[Begin Text section]
Do bring sunglasses and wellies

On Saturday afternoon, the garden of deckchairs was full of Guardian-reading festival-goers, licking icecreams, drinking fizz and shading their eyes from the sun. But the wind whipping through the colourful flags around the site was a warning…on the midnight news on Radio 4 the announcer forecast 60mm of rain…So, on Sunday, instead of shading themselves from the sun, said festival-goers were sheltering from the rain. The fire brigade were pumping the entrance, Ariane Koek was watching the waters rise towards her stage, and it was the welly shops, not the bookshops, that were seeing the most trade.

Do book tickets…and accommodation…early

The big names, Jimmy Carter, Christopher Hitchens, Cherie Blair, Naomi Klein were sold out as were the big addresses. The Swan Hotel is full for the next four years, and even the stars can’t get a room: when Andrew Davies decided he wanted to stay for another night there, he couldn’t keep his room so the hotel receptionist had to give up her newly-bought and flatpack-full flat for him…and friends from London were eagerly anticipating their £750 per week ‘cottage’ to be sweet and beautiful. Instead, it was a starter home on a rather drab estate, with no volume on the smaller-than-a-publishing-handbag tv, no shower, and no charm. And they booked in August…

Do be pleasantly surprised by the stoicism and sanitation

Even when the water is lapping at the audience’s feet, the tents are leaking and the audience is steaming under plastic macs supplied free with the Observer, the events are still full. There is no such thing as bad weather at Hay, only bad clothing. I don’t own wellies, since they’re not often needed in North London but I’m tempted to buy some. Mid-morning on Sunday I decide to head back to my accommodation to put on some more clothes, since I’m freezing, but though my body is now warmer, my legs, after the 20-minute walk in each direction, are not.

And, unlike those at so many festivals, the Hay loos are positively otherworldly: Portakabins decorated with fake flowers, wood-framed mirrors and wooden toilet seats, barely a queue and plenty of loo roll and hot water. I think they’re the warmest and driest places on site, probably because they’re the only ones not under tarpaulin.
[End Text section]
[Begin Data lines]
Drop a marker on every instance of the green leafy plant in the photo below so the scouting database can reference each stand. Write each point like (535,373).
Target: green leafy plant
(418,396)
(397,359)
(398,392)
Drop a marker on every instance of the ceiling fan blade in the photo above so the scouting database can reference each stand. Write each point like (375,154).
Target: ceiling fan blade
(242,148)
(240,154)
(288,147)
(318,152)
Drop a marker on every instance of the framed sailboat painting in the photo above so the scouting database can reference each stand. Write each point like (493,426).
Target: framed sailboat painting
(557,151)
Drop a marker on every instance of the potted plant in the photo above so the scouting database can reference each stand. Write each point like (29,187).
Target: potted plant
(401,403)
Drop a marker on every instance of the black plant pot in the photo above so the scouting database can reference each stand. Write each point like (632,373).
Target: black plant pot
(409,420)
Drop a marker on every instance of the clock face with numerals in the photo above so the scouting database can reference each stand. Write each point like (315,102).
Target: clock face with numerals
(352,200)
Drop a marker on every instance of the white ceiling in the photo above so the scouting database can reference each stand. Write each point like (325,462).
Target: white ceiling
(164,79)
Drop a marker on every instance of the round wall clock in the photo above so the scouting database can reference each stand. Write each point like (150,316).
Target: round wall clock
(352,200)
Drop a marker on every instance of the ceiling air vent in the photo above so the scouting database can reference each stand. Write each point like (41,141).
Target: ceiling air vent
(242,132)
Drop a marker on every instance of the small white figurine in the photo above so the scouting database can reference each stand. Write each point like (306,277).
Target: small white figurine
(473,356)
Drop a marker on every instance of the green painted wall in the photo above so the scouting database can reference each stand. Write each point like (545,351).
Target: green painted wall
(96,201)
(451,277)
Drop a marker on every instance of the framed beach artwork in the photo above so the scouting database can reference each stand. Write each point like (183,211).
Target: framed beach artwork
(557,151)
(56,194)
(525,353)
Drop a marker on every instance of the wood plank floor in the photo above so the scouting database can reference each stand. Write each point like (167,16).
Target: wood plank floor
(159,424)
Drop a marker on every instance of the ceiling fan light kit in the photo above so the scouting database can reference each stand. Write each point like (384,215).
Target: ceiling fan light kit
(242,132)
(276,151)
[End Data lines]
In the text about the festival at Hay, how much rain did the Radio 4 announcer forecast on the midnight news?

60mm of rain.